** BEGIN Data rows **

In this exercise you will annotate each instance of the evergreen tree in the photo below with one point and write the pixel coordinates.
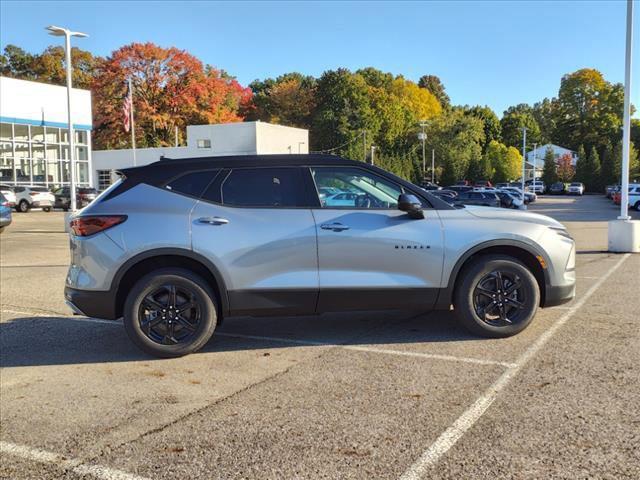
(607, 169)
(549, 173)
(594, 181)
(581, 165)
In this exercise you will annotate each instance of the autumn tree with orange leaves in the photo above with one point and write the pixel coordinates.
(171, 88)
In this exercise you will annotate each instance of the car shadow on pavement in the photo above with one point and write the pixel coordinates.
(35, 341)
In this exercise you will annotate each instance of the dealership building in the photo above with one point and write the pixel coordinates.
(34, 139)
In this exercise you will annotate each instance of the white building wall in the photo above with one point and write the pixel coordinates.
(42, 103)
(246, 138)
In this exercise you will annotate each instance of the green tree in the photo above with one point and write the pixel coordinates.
(549, 171)
(589, 110)
(582, 163)
(512, 122)
(435, 86)
(492, 127)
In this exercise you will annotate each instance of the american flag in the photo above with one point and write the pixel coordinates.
(126, 107)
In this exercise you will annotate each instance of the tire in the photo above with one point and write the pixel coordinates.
(159, 336)
(23, 206)
(482, 274)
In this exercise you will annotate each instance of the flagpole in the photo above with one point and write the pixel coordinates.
(133, 125)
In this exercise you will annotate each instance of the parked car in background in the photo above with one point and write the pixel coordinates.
(9, 195)
(575, 188)
(174, 247)
(610, 190)
(84, 196)
(5, 213)
(33, 197)
(634, 196)
(538, 187)
(557, 188)
(484, 199)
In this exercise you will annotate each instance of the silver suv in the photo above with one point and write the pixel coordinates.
(176, 246)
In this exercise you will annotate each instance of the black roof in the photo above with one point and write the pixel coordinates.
(231, 161)
(161, 171)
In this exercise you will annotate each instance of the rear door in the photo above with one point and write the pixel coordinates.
(256, 227)
(372, 255)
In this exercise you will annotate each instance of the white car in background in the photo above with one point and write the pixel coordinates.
(634, 196)
(33, 197)
(575, 188)
(9, 196)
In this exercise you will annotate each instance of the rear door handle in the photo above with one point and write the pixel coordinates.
(336, 227)
(213, 220)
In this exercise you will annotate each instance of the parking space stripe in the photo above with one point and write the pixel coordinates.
(469, 417)
(432, 356)
(60, 461)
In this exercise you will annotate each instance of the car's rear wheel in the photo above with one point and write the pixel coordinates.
(170, 312)
(497, 296)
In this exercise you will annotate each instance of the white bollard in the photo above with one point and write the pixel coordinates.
(624, 236)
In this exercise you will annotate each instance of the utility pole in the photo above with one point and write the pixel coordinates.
(524, 157)
(433, 165)
(364, 145)
(423, 136)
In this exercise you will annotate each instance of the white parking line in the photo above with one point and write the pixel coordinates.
(60, 461)
(432, 356)
(465, 421)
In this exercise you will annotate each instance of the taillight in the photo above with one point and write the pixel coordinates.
(90, 225)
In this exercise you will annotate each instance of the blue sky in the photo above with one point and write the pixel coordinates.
(496, 53)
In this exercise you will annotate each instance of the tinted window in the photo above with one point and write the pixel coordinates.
(363, 189)
(264, 187)
(192, 184)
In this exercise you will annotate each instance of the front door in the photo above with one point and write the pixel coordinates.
(370, 254)
(253, 225)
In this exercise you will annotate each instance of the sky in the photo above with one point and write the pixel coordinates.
(495, 53)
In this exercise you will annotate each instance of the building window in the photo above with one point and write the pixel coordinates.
(104, 179)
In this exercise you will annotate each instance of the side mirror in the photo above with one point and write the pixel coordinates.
(409, 203)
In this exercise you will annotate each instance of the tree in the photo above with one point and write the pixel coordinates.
(589, 110)
(549, 173)
(171, 89)
(287, 100)
(492, 127)
(435, 86)
(457, 140)
(581, 173)
(565, 169)
(512, 122)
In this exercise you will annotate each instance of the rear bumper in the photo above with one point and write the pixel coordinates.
(558, 295)
(92, 303)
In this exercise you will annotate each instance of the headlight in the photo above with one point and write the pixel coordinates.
(562, 232)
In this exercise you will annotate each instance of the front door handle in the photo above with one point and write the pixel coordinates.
(336, 227)
(213, 220)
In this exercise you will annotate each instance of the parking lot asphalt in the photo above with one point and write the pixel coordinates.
(359, 395)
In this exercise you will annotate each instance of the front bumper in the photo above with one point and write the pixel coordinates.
(92, 303)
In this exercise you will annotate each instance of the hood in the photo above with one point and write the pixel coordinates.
(512, 215)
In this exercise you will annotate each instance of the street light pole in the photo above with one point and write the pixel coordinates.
(524, 157)
(59, 32)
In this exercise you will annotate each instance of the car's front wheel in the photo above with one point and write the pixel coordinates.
(170, 312)
(497, 296)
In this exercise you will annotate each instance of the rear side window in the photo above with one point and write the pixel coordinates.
(264, 187)
(193, 183)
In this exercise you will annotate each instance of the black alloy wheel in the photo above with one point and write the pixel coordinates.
(170, 315)
(170, 312)
(499, 298)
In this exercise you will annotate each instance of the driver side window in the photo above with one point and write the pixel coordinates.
(354, 188)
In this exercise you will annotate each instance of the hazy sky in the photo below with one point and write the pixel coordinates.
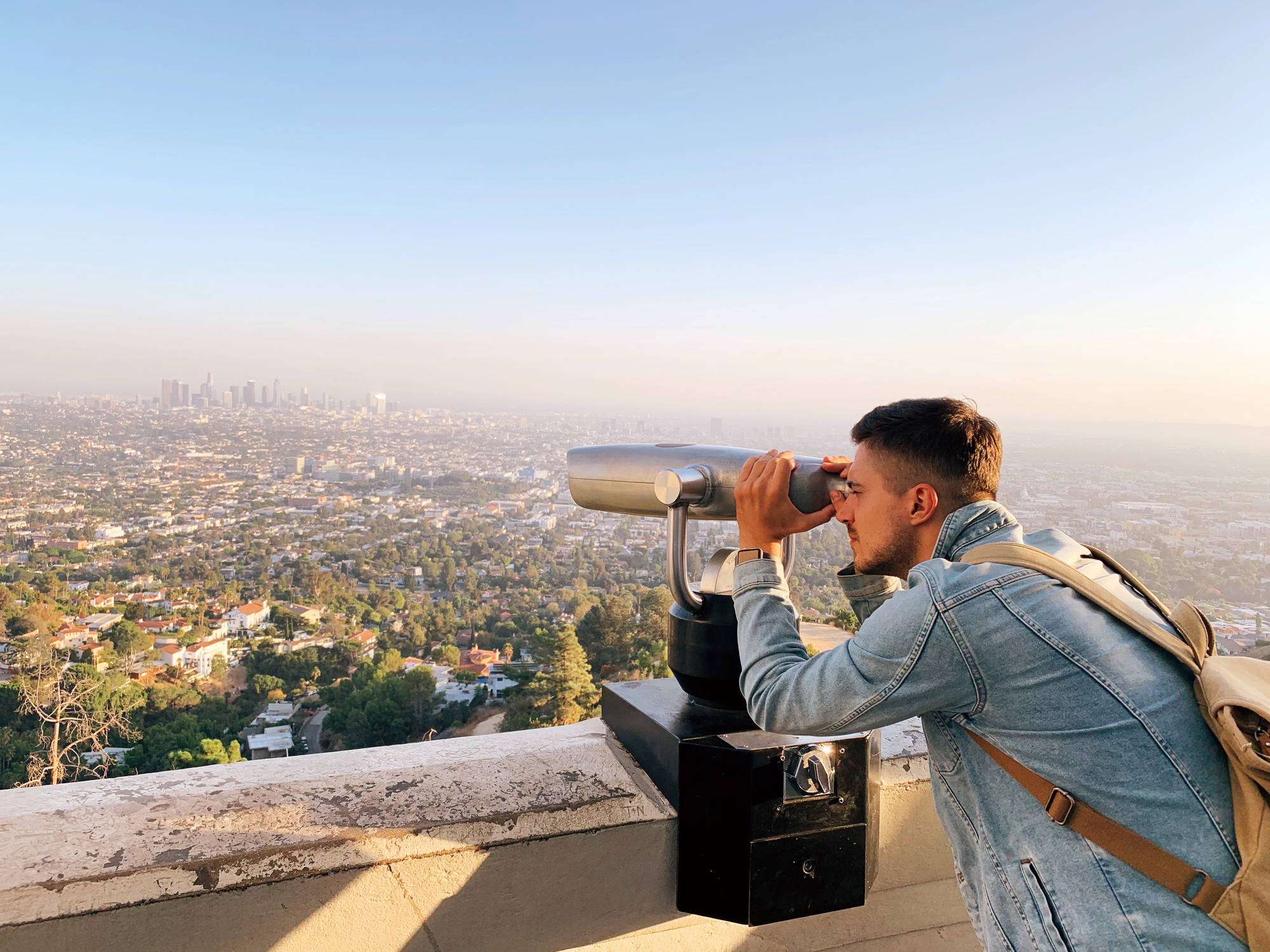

** END Data rows **

Your instructions | Please rewrite all the items above with "annotate" replaced by "mark" and nothing else changed. Leave out the pictures.

Answer to the exercise |
In this exercise you will mark each instance of the evergreen tree in the photo below with one point and write the pixel coordinates.
(607, 169)
(549, 173)
(594, 181)
(581, 165)
In this exercise you will mark each instance of the autumn tree with orange leaves in the photo above with one point and write the pixel coordinates.
(171, 88)
In this exercise you will mark each instance of the car shadow on pavement in the photo above with one point and write the pixel coordinates.
(35, 341)
In this exercise you will mark each instance of the dealership building in the photo above with one point and write the pixel coordinates.
(34, 139)
In this exercise you will mark each instance of the white building wall in the photo above with one point and write the pixel coordinates.
(42, 103)
(246, 138)
In this exercise you will mark each instance of the green tree in the photo above with one point and write the pixel coordinates.
(549, 171)
(589, 110)
(582, 163)
(512, 122)
(435, 86)
(492, 127)
In this exercise you will mark each instance of the american flag in the photo above with one point and write the pixel coordinates.
(126, 107)
In this exercise you will mark each instance of the tire in the photo above with one point and write the pixel coordinates.
(159, 336)
(23, 206)
(482, 274)
In this exercise you will mark each instance of the flagpole in the photo above with one point and write the pixel coordinates.
(133, 125)
In this exercise you will mark each instance of the parked car in background in the photo above with one point and write the pixel coordinates.
(9, 195)
(575, 188)
(174, 247)
(610, 190)
(84, 196)
(5, 213)
(33, 197)
(634, 196)
(538, 187)
(557, 188)
(484, 199)
In this exercise you will mark each instance of the silver suv in the photo above with one point and write the pixel coordinates.
(176, 246)
In this exercise you will mark each instance of the black roof in the photo above with one point and write the pixel coordinates.
(231, 161)
(161, 171)
In this exercise you will mark each instance of the rear door in the photo above with one point and write the pixel coordinates.
(256, 227)
(372, 255)
In this exercise you will mark each instance of the white car in background in the photo above with one point and write the pixel coordinates.
(634, 196)
(33, 197)
(575, 188)
(9, 196)
In this exercise you will mark each instance of the rear door handle in the photo above with one point and write the pixel coordinates.
(336, 227)
(213, 220)
In this exercise you will mark each instance of the parking space stripe in the photo above with one point and write the pixel coordinates.
(469, 417)
(432, 356)
(60, 461)
In this exercise you will mark each instance of the car's rear wheel in the photo above with one point and write the pixel coordinates.
(170, 312)
(497, 296)
In this exercise you will mark each instance of the white bollard in the photo above with one point and write the pixel coordinates.
(624, 236)
In this exercise you will mark each instance of the utility pole in the photo above with one point and write the pixel coordinates.
(524, 157)
(433, 165)
(364, 145)
(423, 136)
In this exercise you will mark each instance of the white parking line in the photo above with one point and write the pixel coordinates.
(60, 461)
(432, 356)
(465, 421)
In this exercise you will mark each instance of the taillight in the photo above with one point and write the pixel coordinates.
(90, 225)
In this exercise you will mark each instance of the blue sky in the photo above with one point and write the pixel coordinates.
(496, 53)
In this exercise you will mark each instance of the tinted window in the photo above with one point and write the pixel coordinates.
(363, 189)
(264, 187)
(192, 184)
In this exercise you will mark each instance of the front door in the photo above with one point and write the pixel coordinates.
(370, 254)
(253, 225)
In this exercise you will mark each instance of the sky in the photo above with one point and write the pixel coordinates.
(495, 53)
In this exercise you will mark each instance of the building window in the photo above with one point and write the pixel coordinates.
(104, 179)
In this exercise you will mark each instance of the side mirror in the photo above with one point and write the pixel coordinates.
(409, 203)
In this exercise you will mark each instance of the tree in the photo above with one point and write the pixel coordinates.
(589, 110)
(549, 173)
(171, 89)
(287, 100)
(492, 127)
(435, 86)
(457, 140)
(581, 173)
(565, 169)
(512, 122)
In this exercise you will mark each instance of the rear bumper in the photo above with one point and write the pixel coordinates.
(558, 295)
(92, 303)
In this exercise you will mark each instance of the headlight in the photo above with one point and write the pixel coordinates.
(562, 232)
In this exercise you will mark each instance of the front door handle in the photo above with one point and write the pixel coordinates.
(336, 227)
(213, 220)
In this exercise you will mark each instance of the parking lot asphalt in the photo above with one point and write the pixel coordinates.
(359, 395)
In this exercise you will mark each instance of the front bumper in the photo above with one point and write the pixel coordinates.
(92, 303)
In this exercise you will mark each instance of the hood in the photo above with one point and write the pixel coordinates.
(512, 215)
In this exercise you will mark each instance of the street light pole in the photo above with one point and write the pixel coordinates.
(524, 157)
(59, 32)
In this exercise you will mark each instance of the car's front wheel in the photo above with one point and write the pixel coordinates.
(170, 312)
(497, 296)
In this exercise you will mark each instance of the rear side window in the photo above with one point and write the pixel coordinates.
(264, 187)
(193, 183)
In this exercise you will mark each instance of the black alloy wheel in the photo above with one point and write the pixel coordinates.
(170, 315)
(170, 312)
(499, 298)
In this exercise you will mark each instance of the driver side window in the photo above with one point and write the pixel coordinates.
(354, 188)
In this exercise you will mark each instance of the hazy sky in the photo below with one point and write the pixel coordinates.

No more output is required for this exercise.